Write out the listing below again, replacing "evaluation benchmark" with "test set" each time it appears and leaving everything else as it is. Don't include the pictures.
— begin —
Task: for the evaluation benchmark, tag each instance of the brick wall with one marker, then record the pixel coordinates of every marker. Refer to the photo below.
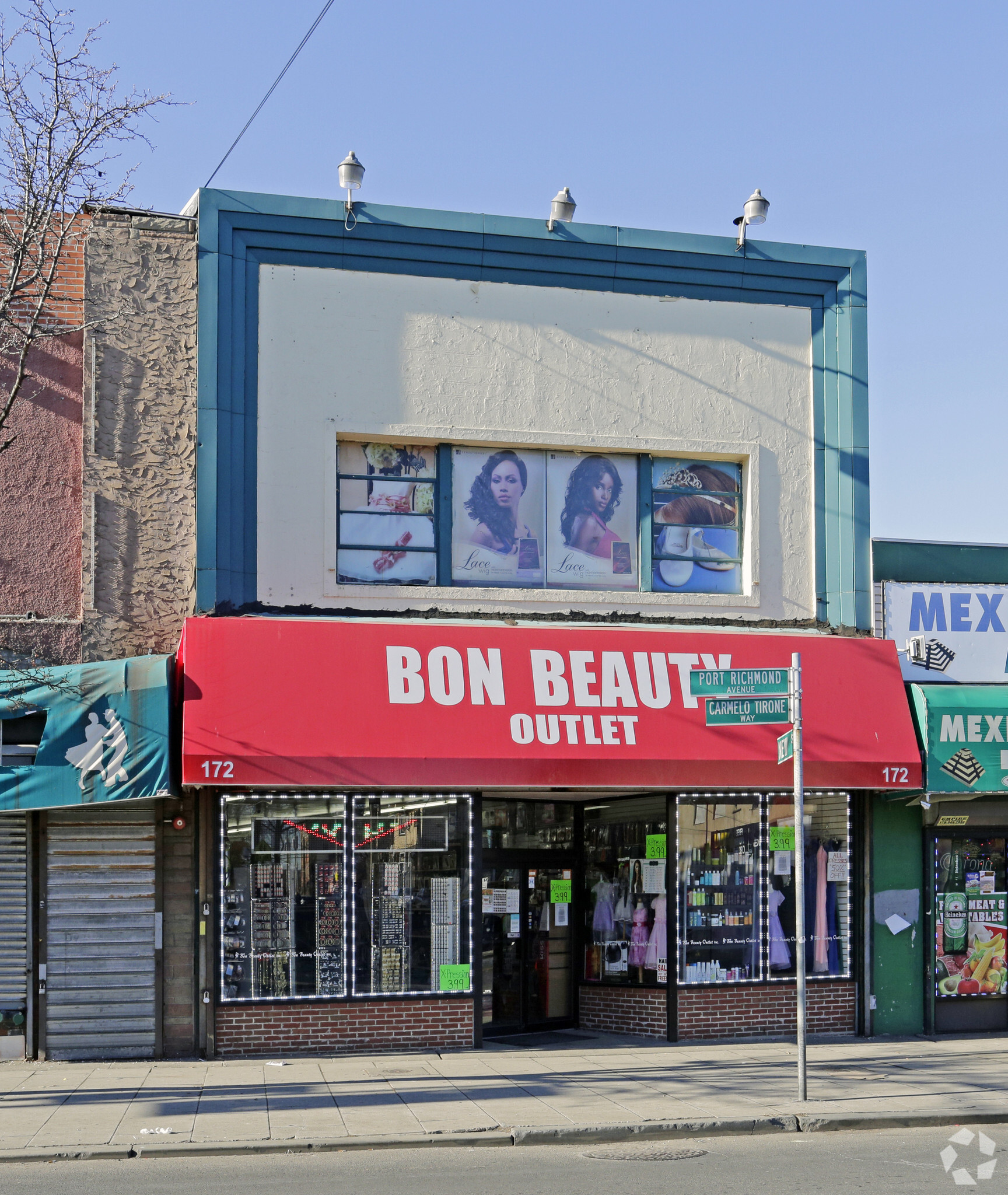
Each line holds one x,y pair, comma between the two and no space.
178,903
41,483
344,1028
624,1010
765,1009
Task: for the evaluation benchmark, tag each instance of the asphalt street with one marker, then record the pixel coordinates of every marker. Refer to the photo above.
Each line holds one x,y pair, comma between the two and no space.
895,1162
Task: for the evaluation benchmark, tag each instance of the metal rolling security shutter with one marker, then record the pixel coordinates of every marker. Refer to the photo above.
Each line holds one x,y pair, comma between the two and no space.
13,913
101,991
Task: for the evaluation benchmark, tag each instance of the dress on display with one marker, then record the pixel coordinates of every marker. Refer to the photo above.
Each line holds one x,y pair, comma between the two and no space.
602,920
659,942
780,954
638,949
622,916
821,954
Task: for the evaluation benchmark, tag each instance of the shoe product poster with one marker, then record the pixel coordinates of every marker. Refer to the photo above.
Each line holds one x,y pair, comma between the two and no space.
696,524
590,521
498,515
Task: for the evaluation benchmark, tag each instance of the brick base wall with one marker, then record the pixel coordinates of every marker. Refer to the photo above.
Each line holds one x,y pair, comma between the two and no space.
766,1009
344,1028
624,1010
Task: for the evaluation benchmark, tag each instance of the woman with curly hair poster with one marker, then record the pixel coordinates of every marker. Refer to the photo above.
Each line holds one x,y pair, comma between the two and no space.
592,521
497,527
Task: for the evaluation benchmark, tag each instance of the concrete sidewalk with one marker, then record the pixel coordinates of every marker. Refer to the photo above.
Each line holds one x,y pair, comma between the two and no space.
548,1086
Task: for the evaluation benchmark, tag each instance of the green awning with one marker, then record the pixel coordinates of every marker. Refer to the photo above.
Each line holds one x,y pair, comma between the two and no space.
964,732
106,733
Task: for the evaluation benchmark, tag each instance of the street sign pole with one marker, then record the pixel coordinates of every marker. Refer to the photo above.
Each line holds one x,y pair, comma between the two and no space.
799,868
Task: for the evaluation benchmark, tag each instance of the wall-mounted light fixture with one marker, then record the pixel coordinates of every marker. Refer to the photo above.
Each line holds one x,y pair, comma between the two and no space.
755,212
562,208
351,175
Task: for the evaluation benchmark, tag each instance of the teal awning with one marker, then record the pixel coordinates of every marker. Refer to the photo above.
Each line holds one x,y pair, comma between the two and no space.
106,735
964,733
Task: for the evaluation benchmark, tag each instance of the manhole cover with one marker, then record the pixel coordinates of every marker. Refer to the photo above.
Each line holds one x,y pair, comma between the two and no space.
645,1154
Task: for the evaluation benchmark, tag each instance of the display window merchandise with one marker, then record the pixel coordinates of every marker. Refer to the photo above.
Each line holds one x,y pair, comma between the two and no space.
626,899
412,907
282,930
970,918
736,888
328,895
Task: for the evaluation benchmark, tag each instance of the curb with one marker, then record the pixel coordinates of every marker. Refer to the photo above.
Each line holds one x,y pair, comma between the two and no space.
559,1134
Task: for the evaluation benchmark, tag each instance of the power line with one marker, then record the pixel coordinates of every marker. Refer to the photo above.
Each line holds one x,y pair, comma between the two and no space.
304,42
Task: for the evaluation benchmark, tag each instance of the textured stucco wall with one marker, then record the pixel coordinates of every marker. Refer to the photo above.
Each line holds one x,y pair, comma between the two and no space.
139,435
41,492
383,355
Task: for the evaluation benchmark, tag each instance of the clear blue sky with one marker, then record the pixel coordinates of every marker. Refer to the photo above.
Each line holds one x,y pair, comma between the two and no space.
869,126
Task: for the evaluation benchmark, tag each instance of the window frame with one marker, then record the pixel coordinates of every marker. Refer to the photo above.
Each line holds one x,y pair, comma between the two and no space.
442,520
349,895
764,800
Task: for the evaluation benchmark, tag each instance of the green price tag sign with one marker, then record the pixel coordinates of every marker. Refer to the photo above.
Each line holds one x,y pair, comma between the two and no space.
454,978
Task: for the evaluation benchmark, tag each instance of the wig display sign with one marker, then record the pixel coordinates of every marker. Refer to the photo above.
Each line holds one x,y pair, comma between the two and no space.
949,633
562,520
498,518
592,519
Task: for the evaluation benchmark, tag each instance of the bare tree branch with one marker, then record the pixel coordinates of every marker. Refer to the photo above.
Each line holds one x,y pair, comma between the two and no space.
61,122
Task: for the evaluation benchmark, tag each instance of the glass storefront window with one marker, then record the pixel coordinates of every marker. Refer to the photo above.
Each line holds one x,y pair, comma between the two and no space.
527,825
626,903
827,886
736,887
719,890
282,916
971,919
412,928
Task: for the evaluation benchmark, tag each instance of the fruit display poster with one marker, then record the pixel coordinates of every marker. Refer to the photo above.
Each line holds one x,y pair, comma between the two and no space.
982,969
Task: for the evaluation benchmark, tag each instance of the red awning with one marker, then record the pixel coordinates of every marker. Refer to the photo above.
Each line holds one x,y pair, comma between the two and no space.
286,702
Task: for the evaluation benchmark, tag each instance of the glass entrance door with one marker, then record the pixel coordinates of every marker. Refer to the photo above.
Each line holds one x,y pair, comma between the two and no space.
527,956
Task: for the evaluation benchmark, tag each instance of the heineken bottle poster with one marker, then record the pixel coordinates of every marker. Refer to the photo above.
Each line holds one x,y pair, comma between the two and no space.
971,928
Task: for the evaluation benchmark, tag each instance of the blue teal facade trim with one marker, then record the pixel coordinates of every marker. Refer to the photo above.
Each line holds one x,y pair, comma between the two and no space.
242,231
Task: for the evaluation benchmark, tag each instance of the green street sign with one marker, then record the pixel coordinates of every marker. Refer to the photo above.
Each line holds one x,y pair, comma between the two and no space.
735,711
738,682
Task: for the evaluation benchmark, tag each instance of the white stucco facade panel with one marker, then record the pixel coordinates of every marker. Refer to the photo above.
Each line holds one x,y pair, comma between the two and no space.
348,354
— end —
**Exercise output**
Task: for the test set, tag each instance of the brick wall with one marker, then record the pixel coordinates of every marker. Refer to the photo below.
Each line holds one x,y pair, comma between the two and no space.
178,903
41,483
344,1028
624,1010
765,1009
Task: for the test set, tag each instance of the asphalt street with one marker, then record the pixel coordinates of every marker. Refer to the photo above.
Each line holds one x,y pair, comma between the two and no space.
895,1162
Task: for the test set, tag each instance of the metal rolling security shutter with one marker, then record the pixel coordinates of every marker. Refer to the photo above.
Each line holds one x,y pair, comma between the two and no space.
13,913
101,991
Task: for the test set, tag each instance of the dress on display with one marker, then record the pixel coordinates of every marker. Refer to the photo above.
Each line holds one x,y pair, comma between the two and no space.
602,920
659,942
780,954
638,949
622,916
821,954
Task: for the test set, tag each instance of the shoe product poster with one marker, then record the pixel coordinates of every marker. Refer to the photo above.
Each line holds one x,y pair, comma between the two and no space.
696,524
590,521
498,515
Task: for the test set, tag each instance of the brick base wall with one marker, then record the pixel coordinates of every marker. Refer to the photo above.
Each line holds one x,y pair, comma between the two and no space.
766,1009
344,1028
624,1010
Task: for the test set, tag each instance of the woman with curly hair poster with one marker, then record the pixel coordinates of every marker. Refer to the photo above.
Each line holds one x,y pair, comma between the two and no space.
592,521
497,527
Task: for the test set, tag each instance of the concrete sidewalk with one marker, then record the pixel coordinates of every marker. Refer to the photo above.
Each line holds one x,y pair, comma between the two and no space.
548,1086
Task: for the test set, tag each instance of the green awning with one marker, then record the pixel coordinates of every marker. Refer to the photo above.
Each line holds one x,y pair, comma between the two and no space.
964,732
106,733
Task: for the test set, tag each instance of the street sign pole with one marker, then record the pixel coordinates of every marker. Refer to the photo above.
Each line holds one x,y pair, comma between the two and no space.
799,868
Task: for the test set, tag each instance of the wall-mounted light fixture with one marker, then record the pixel coordinates of every marker. Refer to the photo above.
Each line holds one x,y pair, comma between the two and no space.
755,212
562,208
351,175
Task: for the test set, tag each instance of the teal awning with one marker, then record the pixel coordinates of every marker. Refer to the photo above.
Each line holds one x,y pair, comma between the two and no space.
106,735
964,733
Task: for the test set, tag each instance of the manhole cover with one marker, then record the pixel coordinates of every marker. Refer to the photo above.
Each line holds one x,y pair, comma between the two and no space.
645,1154
Task: for the test set, tag each instance of the display window merchandise with one marker, then record the pixel coordinates of every marker. Refer to the photo above.
Each line holds one x,y pair, comma between the two and no space.
626,899
412,907
282,930
970,918
736,888
328,895
Task: for the test set, tag each instance of the curb with one marker, then record the pixel coordinates of every marker. Refer to the photo above.
Each line holds one x,y pair, comma between the two and no space.
559,1134
Task: for the test set, tag each instance of the power line with one marker, then record the pixel coordinates of every marker. Refer to the photo above.
Each line holds one x,y pair, comma between the two and no space.
304,42
Task: for the test set, tag each instance of the textured stucco wall with one marker, then record the pixel coordinates of every marker. Refer to the photo above.
Each line holds one x,y pair, comma between the two and no space.
139,435
41,492
383,355
Task: for the test set, tag each instance of the clear blue sky with one marker, then record the pixel coordinates of every marker. Refer to the photo above.
Each line holds one x,y pair, comma between the two and no space.
869,126
Task: for the test set, tag each instance of the window frame with one marker, then record the pixel coordinates of every marker. Refer to the photo above.
Each line holds one x,y pair, comma between the two and no space.
442,520
349,895
764,800
Task: for the test set, tag each instance of the green price tag sign with one marker, then record the pixel coordinates of every marker. Refer to the photo above.
Each line holds one x,y pair, comma between the two and no space.
454,978
Task: for the test set, tag each instance of the wig display sign with one marker, then record the pixel coordinates of every marker. Refer to the photo above.
Each line holds one x,y pair, comma between the two and no space.
949,633
562,520
498,518
592,519
Task: for the test set, tag each instance of the bare tree branch with one marker, then record the pixel coordinates of every marker. Refer to the photo above.
Each line holds one x,y pair, comma between the two and no space.
61,122
Task: for the test set, tag each instance of the glass storefront window with one marker, then record the pixel coordinates of every marker. Refer to the photo above.
Each line holds one x,y pair, comma between the two and no space.
527,825
626,903
827,886
736,887
719,890
282,916
971,919
412,928
Task: for the test set, tag each instance of the fruit display poster with one marker, then record the pixel coordinates of every marker. Refer to the photo above.
Each line holds one x,y pair, comma between the two and no space.
982,969
Task: for the test set, tag each instance of the red awning with one marker, then record the pixel coordinates of every marker. Refer to the photo above.
Each line holds one x,y pair, comma between the two and no space.
286,702
Task: for the test set, tag each instance of the glass entrance door with one marker, then record the pixel coordinates of every marker. Refer to the photo above.
Each line holds one x,y pair, comma between the two and no space.
527,956
Task: for the test set, tag each instance of the heineken bottle poster with one marker, then record the pixel coordinates of every marker. Refer to the photo above.
Each line holds one x,y pair, comma between the two and no space.
971,928
Task: for the test set, tag each instance of the blue teal facade trim with one marker, then record the pixel coordinates of every marker. Refer to the photo above.
Each line holds one x,y pair, comma between the two and no space.
242,231
Task: for the test set, tag each instance of the green street sign with one marker, then record the pixel coordinates of every marker. Refer to the photo above.
Each line holds one x,y pair, comma between the two and no space.
735,711
738,682
Task: for the test set, tag each instance of the white stucco facade panel with one marker, then record the pixel coordinates of every marker. Refer to the photo above.
Each line holds one x,y pair, comma between the two and no space.
348,354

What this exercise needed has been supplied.